PROBLEM DESCRIPTION:
Match the word "helmet". Return each line of the data below where it appears.

MATERIAL PROVIDED:
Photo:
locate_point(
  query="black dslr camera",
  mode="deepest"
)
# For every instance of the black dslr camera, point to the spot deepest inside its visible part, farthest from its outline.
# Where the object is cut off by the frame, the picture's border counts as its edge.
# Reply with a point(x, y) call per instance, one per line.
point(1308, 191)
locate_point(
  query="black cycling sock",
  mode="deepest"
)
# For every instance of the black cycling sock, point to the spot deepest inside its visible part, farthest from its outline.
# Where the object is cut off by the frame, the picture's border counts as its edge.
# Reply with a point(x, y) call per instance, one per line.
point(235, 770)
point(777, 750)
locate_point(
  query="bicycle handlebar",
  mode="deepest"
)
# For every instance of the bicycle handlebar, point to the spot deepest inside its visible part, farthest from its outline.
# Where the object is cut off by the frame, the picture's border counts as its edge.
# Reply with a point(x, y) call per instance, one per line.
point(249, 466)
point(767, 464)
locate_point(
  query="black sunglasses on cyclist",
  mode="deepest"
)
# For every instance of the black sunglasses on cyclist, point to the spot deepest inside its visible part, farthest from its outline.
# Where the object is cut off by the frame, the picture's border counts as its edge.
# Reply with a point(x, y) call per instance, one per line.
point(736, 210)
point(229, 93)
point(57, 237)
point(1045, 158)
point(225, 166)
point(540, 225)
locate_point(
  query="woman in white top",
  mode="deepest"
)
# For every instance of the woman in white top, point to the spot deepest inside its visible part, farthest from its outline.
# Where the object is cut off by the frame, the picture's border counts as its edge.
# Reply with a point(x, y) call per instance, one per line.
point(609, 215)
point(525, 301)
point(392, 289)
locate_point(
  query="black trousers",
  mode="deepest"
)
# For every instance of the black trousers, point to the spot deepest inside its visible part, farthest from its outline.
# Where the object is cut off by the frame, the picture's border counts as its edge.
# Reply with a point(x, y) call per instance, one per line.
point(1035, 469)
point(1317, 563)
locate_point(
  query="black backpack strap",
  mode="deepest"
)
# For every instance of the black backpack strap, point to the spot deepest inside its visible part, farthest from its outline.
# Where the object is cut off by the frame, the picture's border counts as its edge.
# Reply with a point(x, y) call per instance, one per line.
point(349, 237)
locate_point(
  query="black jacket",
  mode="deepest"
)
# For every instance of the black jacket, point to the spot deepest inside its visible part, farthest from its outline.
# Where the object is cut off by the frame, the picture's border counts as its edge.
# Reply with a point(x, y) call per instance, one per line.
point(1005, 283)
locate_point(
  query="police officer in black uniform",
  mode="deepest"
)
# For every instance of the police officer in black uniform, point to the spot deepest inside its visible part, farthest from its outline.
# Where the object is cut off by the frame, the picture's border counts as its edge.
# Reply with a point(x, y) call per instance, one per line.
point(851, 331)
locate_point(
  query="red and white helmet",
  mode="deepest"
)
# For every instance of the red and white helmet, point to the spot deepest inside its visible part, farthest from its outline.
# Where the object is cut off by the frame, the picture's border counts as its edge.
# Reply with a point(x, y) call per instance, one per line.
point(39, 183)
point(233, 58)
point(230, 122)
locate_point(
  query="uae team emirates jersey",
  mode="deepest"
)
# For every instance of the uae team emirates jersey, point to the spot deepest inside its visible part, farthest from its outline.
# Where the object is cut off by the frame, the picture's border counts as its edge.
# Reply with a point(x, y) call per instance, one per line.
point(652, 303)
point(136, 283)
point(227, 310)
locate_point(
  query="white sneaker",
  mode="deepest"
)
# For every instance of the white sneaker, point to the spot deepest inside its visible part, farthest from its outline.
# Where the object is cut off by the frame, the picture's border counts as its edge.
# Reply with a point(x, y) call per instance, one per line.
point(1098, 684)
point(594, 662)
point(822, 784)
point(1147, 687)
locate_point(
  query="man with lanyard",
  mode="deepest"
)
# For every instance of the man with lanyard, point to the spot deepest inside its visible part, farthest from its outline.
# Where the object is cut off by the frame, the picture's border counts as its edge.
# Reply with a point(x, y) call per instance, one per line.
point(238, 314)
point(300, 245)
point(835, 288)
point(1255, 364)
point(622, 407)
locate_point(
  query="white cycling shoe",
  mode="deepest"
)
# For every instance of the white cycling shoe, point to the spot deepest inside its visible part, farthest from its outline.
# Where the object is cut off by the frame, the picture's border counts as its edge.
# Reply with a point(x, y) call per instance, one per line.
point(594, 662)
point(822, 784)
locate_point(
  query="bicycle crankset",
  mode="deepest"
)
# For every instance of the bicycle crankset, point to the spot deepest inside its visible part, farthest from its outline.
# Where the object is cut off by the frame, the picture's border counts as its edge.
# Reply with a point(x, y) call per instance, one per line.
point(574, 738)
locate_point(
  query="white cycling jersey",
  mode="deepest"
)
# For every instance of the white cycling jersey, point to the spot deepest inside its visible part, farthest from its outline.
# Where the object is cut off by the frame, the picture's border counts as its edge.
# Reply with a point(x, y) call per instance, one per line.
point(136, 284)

ANSWER TO THE PROBLEM:
  query="red and white helmet",
# For every instance of the red and white helmet, point to the spot deepest inside its visible part, farthest from its outline.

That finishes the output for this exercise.